» **Fragmento del artículo**:

···

El Espectador

Cómo aprender a estar muerto

- HÉCTOR ABAD FACIOLINCE

HACE YA MUCHOS AÑOS —CASI 40— traduje un cuento de Italo Calvino que lleva el mismo título de este artículo. El señor Palomar, protagonis­ta del relato, “decide que en adelante se va a portar como si estuviera muerto, para ver cómo va el mundo sin él”. Muy pronto se da cuenta de que no pasa nada: “con él o sin él, todo sigue sucediendo”.

Lo anterior, que puede parecer triste o banal, es, en cambio, un gran alivio. Todos los problemas, por ejemplo, “son problemas de los demás, cosa de ellos”, y el muerto no siente deber moral alguno de intervenir en nada pues, como muerto que es, tiene derecho al silencio y a la inactivida­d. Sigan ustedes matándose por política, tal como les gusta, que yo ya estoy muerto.

···

[Datos de señalamiento de expresiones referenciales]
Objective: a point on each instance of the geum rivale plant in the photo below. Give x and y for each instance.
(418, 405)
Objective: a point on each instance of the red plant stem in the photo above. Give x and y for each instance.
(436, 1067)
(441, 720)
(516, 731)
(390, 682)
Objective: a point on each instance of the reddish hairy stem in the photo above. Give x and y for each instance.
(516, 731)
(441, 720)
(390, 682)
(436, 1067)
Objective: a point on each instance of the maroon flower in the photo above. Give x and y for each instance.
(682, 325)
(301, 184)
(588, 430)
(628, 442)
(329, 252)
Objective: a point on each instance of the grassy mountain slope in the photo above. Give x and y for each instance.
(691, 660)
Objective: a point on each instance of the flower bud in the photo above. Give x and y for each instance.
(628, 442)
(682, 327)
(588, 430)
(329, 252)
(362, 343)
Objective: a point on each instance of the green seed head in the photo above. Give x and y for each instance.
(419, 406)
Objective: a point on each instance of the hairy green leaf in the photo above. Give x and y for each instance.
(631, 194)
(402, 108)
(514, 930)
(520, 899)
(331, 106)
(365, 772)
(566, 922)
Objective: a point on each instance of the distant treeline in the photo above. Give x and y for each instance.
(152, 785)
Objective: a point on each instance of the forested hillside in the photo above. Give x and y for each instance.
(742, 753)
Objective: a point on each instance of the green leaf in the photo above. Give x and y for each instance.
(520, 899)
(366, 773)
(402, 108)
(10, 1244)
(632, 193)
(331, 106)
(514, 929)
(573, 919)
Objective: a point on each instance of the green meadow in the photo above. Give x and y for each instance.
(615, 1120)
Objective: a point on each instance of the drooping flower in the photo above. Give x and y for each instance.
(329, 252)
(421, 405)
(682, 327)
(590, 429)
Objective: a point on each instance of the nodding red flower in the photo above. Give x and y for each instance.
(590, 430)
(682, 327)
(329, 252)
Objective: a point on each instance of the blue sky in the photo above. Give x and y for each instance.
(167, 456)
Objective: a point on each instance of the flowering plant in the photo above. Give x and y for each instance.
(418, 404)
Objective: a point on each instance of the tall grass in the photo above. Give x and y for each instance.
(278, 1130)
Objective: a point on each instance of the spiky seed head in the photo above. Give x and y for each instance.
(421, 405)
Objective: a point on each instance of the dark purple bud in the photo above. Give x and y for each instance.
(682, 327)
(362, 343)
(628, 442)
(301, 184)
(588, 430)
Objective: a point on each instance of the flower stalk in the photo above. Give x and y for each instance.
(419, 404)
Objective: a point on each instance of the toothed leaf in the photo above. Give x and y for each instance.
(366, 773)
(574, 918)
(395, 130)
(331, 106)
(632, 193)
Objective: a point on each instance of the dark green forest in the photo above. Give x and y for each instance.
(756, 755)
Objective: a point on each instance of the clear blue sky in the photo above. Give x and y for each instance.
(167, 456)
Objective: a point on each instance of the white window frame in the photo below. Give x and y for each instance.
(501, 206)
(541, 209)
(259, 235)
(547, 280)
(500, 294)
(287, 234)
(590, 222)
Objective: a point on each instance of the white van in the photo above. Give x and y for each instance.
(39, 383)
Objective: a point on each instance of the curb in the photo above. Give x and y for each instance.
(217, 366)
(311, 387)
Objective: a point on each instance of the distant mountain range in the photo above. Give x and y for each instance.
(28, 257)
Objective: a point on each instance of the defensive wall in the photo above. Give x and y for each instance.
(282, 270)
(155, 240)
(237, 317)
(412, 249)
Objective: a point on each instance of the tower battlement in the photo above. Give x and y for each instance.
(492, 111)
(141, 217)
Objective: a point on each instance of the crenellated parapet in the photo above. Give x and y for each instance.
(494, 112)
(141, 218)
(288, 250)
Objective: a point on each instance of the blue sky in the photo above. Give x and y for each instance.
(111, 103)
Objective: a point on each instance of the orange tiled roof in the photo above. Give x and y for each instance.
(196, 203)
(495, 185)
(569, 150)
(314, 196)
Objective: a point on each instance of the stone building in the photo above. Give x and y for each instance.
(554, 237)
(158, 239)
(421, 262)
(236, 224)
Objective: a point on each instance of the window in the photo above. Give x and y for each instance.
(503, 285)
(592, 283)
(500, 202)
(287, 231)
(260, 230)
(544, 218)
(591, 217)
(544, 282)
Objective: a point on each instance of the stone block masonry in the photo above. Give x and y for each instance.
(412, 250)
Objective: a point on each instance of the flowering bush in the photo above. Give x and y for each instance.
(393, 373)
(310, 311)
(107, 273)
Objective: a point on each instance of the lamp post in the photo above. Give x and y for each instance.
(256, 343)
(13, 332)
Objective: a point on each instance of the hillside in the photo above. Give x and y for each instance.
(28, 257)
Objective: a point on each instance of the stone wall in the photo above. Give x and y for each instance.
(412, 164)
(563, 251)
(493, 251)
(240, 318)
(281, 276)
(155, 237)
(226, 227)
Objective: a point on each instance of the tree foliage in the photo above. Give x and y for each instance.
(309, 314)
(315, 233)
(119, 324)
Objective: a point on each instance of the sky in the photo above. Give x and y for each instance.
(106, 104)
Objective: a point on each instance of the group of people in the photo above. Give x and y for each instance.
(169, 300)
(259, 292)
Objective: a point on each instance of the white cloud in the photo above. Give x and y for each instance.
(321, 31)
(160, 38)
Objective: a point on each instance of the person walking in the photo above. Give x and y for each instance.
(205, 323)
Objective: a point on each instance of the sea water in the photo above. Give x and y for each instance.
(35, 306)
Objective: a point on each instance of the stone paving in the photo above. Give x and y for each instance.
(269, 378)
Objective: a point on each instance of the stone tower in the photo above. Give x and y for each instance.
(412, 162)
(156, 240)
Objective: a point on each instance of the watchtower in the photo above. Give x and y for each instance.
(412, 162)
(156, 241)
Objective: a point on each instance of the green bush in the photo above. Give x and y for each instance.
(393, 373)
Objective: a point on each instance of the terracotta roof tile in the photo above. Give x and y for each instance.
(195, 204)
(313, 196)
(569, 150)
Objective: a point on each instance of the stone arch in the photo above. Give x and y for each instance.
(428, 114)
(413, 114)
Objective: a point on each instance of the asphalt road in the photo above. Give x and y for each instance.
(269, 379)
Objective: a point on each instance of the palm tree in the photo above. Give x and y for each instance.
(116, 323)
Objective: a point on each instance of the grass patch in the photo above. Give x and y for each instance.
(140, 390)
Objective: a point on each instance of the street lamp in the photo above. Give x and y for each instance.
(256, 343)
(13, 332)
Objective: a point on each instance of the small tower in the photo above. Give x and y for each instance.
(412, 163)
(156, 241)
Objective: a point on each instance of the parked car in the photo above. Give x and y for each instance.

···

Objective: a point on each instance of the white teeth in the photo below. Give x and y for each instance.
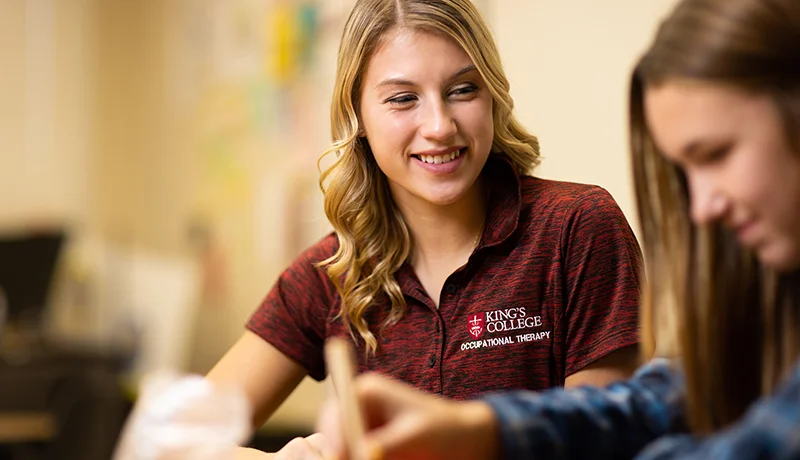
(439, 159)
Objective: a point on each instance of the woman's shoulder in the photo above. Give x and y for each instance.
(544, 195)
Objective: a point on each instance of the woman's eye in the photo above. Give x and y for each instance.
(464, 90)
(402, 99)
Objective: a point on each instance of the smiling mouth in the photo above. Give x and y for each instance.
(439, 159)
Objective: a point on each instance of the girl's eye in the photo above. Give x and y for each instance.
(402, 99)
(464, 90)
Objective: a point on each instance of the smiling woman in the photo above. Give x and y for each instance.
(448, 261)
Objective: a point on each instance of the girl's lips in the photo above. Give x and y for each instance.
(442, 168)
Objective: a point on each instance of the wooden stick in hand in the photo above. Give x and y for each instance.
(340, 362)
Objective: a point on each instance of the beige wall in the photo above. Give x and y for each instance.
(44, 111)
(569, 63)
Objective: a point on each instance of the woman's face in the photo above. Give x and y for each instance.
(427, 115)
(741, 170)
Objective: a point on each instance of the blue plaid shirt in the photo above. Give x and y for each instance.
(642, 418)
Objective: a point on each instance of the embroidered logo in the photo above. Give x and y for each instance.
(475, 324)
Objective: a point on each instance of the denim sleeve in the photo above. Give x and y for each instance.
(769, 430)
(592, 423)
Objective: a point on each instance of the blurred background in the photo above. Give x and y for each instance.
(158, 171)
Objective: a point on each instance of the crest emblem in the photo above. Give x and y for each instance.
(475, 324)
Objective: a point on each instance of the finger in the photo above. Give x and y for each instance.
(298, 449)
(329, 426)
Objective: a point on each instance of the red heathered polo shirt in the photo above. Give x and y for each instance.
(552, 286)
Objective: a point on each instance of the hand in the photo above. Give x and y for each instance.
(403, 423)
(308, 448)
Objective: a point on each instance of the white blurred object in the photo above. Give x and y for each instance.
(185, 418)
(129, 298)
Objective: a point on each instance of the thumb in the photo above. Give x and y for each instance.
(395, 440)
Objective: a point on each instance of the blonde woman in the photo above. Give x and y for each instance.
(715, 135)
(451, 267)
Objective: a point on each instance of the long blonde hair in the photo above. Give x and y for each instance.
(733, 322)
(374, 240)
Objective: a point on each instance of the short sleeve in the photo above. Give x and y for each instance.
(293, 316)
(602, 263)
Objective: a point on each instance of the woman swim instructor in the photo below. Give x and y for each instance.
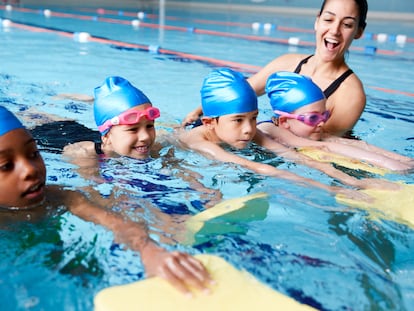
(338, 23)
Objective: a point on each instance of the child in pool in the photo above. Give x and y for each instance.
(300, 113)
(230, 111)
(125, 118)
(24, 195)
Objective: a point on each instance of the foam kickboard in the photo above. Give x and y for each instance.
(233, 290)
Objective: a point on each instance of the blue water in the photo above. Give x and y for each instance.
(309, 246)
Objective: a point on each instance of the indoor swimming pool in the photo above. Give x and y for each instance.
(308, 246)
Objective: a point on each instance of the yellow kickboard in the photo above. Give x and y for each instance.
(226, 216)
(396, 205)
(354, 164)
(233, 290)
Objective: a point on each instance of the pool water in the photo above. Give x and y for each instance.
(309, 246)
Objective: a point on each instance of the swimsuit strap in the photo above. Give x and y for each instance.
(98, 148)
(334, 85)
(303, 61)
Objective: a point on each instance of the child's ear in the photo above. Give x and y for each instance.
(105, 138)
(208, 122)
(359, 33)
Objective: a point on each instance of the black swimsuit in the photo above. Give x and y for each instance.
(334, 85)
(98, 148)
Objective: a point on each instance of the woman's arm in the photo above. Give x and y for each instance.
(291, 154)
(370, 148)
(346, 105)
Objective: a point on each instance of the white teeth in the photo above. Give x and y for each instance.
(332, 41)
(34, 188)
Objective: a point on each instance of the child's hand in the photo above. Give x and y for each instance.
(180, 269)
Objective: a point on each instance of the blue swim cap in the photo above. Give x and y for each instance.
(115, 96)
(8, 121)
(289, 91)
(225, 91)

···

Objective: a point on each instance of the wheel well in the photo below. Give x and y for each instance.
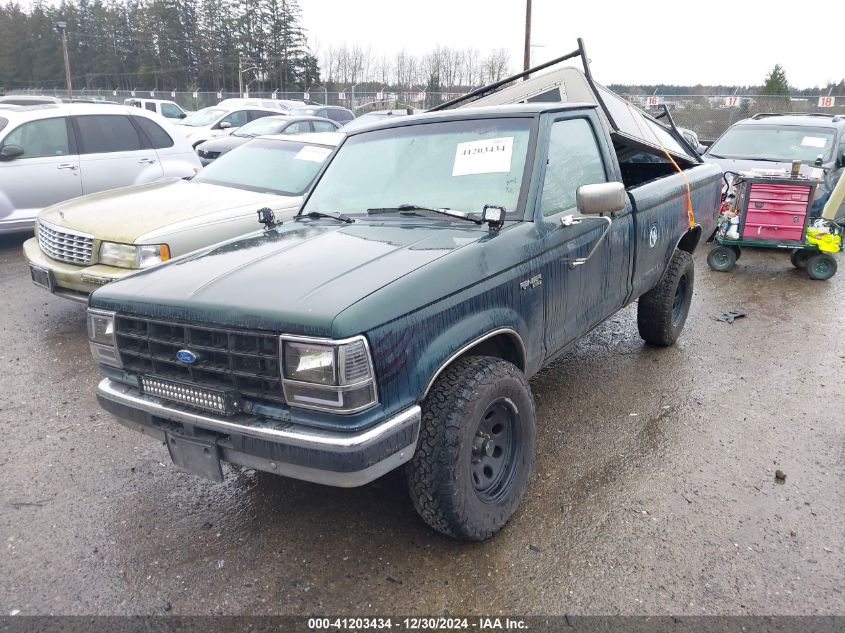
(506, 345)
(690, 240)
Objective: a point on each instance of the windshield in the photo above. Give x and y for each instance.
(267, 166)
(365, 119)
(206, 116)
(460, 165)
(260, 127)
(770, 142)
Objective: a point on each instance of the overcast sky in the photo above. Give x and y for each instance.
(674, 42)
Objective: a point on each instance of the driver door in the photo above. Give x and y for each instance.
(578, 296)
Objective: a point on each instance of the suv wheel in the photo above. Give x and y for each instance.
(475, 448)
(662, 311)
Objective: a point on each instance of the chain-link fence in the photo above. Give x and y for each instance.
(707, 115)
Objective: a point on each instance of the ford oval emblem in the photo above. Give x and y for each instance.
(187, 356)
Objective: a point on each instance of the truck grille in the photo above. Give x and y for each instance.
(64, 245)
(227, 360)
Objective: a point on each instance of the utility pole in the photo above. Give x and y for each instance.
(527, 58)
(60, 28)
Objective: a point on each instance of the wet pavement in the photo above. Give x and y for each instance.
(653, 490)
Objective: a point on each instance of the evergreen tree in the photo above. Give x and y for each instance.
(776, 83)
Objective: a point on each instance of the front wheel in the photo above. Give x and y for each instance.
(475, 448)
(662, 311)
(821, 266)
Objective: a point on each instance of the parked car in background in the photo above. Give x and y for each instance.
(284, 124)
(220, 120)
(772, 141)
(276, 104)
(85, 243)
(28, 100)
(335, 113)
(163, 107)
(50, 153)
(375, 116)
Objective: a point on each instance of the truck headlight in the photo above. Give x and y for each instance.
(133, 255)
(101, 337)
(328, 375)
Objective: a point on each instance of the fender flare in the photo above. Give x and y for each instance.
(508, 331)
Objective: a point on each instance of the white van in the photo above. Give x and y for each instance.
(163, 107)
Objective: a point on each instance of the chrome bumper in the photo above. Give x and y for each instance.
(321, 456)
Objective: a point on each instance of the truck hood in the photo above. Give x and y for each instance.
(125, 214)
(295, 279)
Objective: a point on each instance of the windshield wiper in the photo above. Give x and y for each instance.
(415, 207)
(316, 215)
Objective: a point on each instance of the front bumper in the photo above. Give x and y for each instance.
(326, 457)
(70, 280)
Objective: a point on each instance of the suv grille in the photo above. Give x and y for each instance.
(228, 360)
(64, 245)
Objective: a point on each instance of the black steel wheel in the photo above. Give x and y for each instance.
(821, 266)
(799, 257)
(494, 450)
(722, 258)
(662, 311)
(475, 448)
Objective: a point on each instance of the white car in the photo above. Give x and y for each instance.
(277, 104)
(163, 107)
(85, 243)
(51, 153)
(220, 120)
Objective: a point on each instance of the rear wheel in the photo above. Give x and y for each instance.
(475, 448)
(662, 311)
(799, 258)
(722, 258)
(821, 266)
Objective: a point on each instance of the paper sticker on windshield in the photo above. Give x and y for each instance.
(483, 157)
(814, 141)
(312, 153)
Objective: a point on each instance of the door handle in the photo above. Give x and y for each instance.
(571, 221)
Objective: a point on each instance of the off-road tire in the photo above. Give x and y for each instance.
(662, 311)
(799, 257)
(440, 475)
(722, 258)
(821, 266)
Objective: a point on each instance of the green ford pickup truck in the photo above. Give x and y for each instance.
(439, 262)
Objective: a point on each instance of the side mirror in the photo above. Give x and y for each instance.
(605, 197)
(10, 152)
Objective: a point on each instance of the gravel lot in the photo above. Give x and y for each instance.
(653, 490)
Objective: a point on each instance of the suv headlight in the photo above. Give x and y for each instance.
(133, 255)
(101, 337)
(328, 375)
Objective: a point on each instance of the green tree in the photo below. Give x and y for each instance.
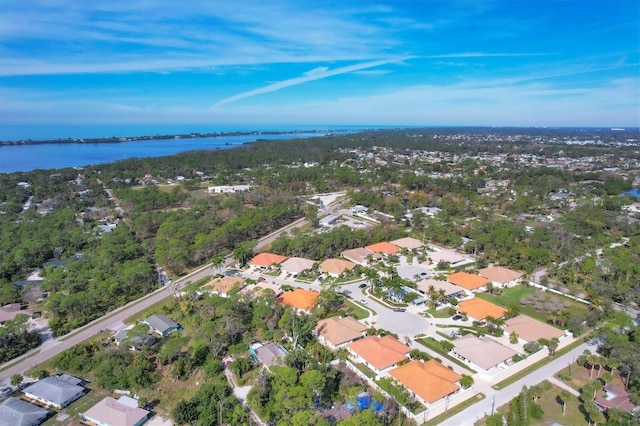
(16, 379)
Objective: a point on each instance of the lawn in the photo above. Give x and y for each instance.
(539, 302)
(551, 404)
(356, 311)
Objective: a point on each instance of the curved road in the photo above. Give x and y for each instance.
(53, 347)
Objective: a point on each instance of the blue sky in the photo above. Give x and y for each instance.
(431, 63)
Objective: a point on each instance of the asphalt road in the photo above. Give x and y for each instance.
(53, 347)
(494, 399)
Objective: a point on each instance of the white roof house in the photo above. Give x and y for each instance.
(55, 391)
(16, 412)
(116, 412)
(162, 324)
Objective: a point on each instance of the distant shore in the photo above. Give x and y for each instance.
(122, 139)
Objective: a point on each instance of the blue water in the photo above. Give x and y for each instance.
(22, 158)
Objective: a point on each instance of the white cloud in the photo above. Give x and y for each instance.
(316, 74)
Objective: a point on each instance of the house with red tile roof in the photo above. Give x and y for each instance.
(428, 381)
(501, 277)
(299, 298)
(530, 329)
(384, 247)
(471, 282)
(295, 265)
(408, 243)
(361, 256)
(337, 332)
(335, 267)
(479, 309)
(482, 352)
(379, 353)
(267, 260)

···

» **Ejercicio 1**: Según el artículo sobre cómo aprender a estar muerto, ¿por qué el muerto no siente ningún deber moral de intervenir? Responde en una a tres oraciones.
» **Ejercicio 2**: Por favor, prosigue el artículo sobre cómo aprender a estar muerto a partir de su última oración.

» **Respuesta 1**: El muerto no siente deber moral alguno de intervenir porque, como muerto que es, tiene derecho al silencio y a la inactividad. Además, todos los problemas son de los demás, cosa de ellos.

» **Respuesta 2**:
Hasta hace algunos años, para definir si alguien estaba vivo o muerto, los médicos observaban si el cuerpo respiraba y auscultaba­n a ver si el corazón seguía latiendo. Ahora, para favorecer los trasplante­s de órganos, se decreta la muerte cuando cesa cierto tipo de actividad cerebral. Hoy en día es posible que uno siga siendo declarado vivo aunque tenga el corazón quieto y no respire, así como puede ser definido cadáver aunque respire y palpite.

Hace tres semanas, con el propósito de seguir viviendo, pero también con el fin de aprender a estar muerto, me sometí a una cirugía en la que mi corazón estuvo quieto varias horas y mis pulmones colapsados y sin aire durante el mismo tiempo. Mi cuerpo, enfriado artificial­mente, tenía también temperatur­a de fiambre. Es posible que durante esas horas se pudiera advertir algún tipo de actividad cerebral. Si es así, en todo caso, no era ese tipo de actividad mental que produce conciencia, pensamient­o o memoria. Lo que registro, a posteriori, de esa experienci­a es una nada absoluta, sin la menor percepción del transcurso del tiempo, sin dicha ni tristeza ni placer ni dolor.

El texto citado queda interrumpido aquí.